**INSTRUCTIONS TO FOLLOW:** Copy every line from the records that holds the word "below".
━━━━━━
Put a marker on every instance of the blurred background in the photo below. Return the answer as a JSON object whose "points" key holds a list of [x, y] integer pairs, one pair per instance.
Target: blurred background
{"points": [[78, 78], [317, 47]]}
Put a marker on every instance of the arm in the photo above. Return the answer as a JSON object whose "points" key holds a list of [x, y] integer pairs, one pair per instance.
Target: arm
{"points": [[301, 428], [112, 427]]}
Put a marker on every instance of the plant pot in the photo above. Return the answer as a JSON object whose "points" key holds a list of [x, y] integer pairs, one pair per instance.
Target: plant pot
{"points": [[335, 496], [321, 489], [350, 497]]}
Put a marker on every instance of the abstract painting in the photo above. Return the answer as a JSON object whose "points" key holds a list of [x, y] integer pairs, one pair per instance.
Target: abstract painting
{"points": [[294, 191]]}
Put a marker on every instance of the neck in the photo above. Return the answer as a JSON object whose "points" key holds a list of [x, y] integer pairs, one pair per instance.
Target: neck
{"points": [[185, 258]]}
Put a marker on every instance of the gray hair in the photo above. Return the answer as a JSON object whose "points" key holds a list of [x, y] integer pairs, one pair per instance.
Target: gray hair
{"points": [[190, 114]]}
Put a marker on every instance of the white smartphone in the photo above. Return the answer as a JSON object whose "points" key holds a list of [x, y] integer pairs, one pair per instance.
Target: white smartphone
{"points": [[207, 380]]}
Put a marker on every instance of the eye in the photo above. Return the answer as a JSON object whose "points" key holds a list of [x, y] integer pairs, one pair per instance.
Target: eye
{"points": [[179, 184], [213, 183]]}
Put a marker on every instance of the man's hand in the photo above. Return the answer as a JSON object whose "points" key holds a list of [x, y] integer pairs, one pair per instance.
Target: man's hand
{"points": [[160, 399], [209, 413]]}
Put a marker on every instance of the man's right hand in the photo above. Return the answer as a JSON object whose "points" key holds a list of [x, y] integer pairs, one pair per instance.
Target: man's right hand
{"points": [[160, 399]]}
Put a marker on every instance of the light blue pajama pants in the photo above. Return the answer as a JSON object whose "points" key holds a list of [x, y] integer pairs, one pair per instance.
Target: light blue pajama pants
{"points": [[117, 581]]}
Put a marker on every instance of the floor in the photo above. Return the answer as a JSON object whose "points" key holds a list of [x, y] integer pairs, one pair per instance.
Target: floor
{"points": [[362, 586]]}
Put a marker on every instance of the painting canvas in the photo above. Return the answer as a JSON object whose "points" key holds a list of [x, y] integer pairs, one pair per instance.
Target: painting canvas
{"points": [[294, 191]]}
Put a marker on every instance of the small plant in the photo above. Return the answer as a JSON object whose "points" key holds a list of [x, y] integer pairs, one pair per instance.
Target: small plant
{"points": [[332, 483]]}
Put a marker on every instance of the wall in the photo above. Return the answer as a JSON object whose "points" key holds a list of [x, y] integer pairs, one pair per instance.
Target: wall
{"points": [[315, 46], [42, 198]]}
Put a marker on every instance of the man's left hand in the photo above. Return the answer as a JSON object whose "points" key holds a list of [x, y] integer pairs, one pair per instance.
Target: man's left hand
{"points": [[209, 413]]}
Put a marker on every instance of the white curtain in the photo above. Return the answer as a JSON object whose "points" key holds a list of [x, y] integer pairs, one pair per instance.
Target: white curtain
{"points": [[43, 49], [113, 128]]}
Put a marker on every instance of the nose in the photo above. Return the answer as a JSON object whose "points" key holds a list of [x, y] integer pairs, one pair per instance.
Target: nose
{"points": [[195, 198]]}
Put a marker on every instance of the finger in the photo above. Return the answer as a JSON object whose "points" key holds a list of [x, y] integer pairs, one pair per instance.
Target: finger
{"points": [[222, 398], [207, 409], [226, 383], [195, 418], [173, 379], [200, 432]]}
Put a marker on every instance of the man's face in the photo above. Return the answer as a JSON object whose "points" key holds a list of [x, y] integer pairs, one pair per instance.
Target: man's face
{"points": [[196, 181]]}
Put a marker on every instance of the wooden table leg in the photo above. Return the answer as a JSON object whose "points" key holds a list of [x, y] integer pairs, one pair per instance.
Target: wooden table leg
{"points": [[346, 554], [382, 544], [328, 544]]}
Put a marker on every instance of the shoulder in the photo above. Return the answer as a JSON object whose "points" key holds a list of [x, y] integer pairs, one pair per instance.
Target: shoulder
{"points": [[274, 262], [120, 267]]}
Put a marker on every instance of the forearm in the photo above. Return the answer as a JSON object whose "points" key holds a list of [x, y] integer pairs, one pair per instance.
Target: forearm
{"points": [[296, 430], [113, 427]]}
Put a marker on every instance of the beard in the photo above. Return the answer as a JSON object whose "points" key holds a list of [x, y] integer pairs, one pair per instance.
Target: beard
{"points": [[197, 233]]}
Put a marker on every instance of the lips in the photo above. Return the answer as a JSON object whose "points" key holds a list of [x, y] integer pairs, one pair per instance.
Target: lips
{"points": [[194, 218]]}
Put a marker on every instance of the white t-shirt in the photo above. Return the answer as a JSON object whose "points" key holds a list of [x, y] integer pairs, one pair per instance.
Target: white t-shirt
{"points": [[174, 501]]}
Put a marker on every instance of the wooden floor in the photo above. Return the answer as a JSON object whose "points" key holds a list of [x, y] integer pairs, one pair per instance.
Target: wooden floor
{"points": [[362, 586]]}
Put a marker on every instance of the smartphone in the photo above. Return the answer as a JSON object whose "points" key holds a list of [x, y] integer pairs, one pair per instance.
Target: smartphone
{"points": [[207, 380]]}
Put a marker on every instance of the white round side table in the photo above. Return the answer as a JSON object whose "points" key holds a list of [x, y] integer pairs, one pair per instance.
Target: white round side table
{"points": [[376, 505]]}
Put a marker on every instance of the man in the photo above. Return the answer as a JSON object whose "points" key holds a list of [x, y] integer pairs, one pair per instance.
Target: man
━━━━━━
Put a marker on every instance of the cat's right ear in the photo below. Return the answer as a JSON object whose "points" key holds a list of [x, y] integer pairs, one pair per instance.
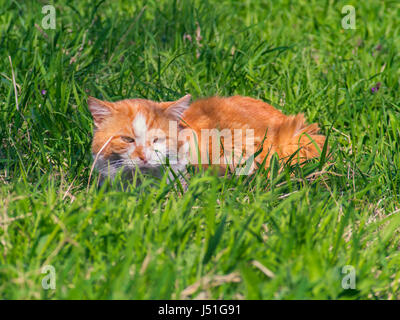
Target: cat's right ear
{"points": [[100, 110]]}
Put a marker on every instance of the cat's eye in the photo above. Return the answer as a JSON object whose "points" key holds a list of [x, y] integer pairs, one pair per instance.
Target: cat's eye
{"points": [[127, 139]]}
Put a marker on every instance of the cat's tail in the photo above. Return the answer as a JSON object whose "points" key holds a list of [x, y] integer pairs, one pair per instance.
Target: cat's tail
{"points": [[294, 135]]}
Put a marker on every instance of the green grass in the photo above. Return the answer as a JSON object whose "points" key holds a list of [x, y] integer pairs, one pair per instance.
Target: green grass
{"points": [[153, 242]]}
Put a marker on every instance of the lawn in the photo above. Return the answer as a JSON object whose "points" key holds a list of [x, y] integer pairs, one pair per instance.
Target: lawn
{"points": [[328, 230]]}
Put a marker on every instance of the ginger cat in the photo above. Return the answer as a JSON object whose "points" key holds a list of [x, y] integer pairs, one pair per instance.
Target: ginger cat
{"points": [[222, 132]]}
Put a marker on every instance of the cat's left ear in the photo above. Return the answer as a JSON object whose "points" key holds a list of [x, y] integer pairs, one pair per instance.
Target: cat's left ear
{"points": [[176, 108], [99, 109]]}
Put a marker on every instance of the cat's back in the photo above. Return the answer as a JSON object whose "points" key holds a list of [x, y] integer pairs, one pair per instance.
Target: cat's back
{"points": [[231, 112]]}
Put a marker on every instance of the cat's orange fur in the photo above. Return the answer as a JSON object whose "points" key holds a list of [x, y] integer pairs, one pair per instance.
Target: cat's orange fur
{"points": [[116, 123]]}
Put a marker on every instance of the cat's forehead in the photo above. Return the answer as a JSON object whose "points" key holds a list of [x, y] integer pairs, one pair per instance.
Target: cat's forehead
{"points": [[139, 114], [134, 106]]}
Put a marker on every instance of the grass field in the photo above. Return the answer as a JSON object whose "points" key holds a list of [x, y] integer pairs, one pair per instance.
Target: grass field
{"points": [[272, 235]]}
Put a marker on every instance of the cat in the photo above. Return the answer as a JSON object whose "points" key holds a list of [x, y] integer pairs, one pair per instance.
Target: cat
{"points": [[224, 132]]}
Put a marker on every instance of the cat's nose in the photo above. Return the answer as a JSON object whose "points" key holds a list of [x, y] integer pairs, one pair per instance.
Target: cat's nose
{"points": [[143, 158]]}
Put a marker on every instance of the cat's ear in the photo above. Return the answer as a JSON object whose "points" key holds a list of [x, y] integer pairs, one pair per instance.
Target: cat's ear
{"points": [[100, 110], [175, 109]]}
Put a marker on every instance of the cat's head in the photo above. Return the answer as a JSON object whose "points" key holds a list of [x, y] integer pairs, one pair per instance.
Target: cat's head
━━━━━━
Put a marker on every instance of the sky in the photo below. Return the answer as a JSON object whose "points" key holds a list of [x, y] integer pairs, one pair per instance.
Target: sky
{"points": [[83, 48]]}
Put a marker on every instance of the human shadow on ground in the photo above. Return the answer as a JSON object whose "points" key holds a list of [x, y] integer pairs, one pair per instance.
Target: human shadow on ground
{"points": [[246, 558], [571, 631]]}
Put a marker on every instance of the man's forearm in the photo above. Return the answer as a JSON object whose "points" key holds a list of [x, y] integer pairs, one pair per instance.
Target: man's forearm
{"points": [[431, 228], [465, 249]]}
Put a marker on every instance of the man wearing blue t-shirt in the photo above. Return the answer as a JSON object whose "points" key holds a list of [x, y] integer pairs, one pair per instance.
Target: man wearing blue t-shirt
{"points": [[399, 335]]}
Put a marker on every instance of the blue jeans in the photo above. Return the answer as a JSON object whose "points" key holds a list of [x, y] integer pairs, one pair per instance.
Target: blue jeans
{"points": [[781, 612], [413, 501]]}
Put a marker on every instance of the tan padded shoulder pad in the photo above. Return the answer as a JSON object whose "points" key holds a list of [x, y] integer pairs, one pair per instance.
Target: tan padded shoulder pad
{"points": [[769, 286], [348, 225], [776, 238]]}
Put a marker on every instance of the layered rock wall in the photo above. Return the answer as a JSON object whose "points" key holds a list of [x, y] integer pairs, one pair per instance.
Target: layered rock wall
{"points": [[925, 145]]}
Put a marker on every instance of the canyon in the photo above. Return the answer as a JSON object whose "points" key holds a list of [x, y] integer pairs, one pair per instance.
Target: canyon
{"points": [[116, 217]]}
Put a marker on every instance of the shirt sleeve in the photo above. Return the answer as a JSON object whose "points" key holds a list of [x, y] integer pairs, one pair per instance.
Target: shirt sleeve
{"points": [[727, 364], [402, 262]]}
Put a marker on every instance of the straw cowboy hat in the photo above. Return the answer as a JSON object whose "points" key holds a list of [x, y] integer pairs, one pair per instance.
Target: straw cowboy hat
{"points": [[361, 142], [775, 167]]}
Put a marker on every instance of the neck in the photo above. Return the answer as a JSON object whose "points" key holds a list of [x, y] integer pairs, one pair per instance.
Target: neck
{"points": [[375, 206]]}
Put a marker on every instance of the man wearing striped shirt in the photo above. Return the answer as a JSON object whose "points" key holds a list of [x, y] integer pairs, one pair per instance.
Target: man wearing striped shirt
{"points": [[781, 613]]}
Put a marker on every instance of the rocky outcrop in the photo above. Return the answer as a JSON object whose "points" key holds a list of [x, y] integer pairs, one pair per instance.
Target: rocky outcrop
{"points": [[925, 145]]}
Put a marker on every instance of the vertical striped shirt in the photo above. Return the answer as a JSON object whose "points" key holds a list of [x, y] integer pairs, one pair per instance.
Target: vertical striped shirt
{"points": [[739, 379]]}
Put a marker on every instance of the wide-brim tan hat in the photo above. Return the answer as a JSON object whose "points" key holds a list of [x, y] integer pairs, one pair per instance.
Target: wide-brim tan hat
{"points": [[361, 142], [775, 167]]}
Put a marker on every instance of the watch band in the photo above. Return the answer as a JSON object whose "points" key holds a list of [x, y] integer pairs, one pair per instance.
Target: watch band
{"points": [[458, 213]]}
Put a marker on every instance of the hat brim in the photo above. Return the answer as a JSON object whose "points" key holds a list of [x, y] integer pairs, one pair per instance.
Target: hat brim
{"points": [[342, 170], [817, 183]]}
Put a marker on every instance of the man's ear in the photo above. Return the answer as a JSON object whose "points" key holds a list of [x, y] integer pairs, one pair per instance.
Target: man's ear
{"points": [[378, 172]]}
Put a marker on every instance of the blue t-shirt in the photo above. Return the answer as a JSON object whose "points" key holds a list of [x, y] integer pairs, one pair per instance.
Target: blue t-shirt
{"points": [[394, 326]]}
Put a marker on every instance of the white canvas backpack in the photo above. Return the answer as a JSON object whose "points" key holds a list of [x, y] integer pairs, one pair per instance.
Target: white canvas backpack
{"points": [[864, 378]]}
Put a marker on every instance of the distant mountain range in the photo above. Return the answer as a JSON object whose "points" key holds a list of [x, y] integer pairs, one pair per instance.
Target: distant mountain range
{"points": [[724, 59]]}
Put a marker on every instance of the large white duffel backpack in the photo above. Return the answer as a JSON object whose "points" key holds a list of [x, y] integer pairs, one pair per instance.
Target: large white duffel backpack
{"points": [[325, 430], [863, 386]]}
━━━━━━
**EXERCISE RESPONSE:**
Put a marker on every instance of the blurred background in the photo below. Return the answer as a JSON object whose "points" key holds a list of [x, y] integer pairs, one pair per instance.
Put a marker on every instance of the cat's right ear in the photo below. Return the answer as a JSON object whose "points" key holds a list of [x, y] integer pairs, one pair per instance.
Put a marker on every instance of the sky in the photo below. Return the answer as a JSON object whose "points" key holds a list of [x, y] integer pairs, one pair per instance.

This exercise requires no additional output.